Reading passage
= = = =

Creative Arts Therapy Feature: Dance/Movement Therapy
Do you enjoy the arts? Have you ever wanted to see how getting creative can help you mentally? This feature is just one in a series of entries exploring the different types of creative arts therapy. You can learn more about other outlets here!
Created in the 1940s by Marian Chace, dance/movement therapy (DMT) is a psychotherapeutic intervention using movement and dance to support intellectual, emotional and motor functions of the body. In a session, the therapist responds to movements, assesses body language and nonverbal behaviors and emotional expressions to develop interventions to address the specific needs of the client. DMT was founded on 4 core premises:
- Movement is a language
- Mind, body, and spirit are interconnected
- Movement is functional, developmental, communicative and expressive
- Movement is an assessment tool and primary mode of intervention
DMT sessions can vary depending on the therapist and the group dynamic. One style of session is the “Chacian group.” This group follows a semi-structured style of intervention. Participants engage in a warm-up where they are invited to dance to the music while standing in a circle. This is followed by an improvised movement experience in which the therapist notes the movement of the participants and creates opportunities for movement synchrony and expansion. Participants also engage in expressive, functional and/or communicative moments. A typical “Chacian group” session ends with a cool down and the therapist asking the clients to talk about their movement experience and helping them to gain insights from the movement.

= = = =

Dataset excerpt

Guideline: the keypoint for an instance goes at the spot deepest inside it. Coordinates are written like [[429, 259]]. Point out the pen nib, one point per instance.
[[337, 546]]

= = = =

Task description
Answer these questions using the dance/movement therapy feature:
1. Who created dance/movement therapy, and in what decade?
2. What is the first of the four core premises listed?
3. What do participants do during the warm-up of a "Chacian group" session?

Answer area
1. Marian Chace created it in the 1940s.
2. Movement is a language.
3. They dance to the music while standing in a circle.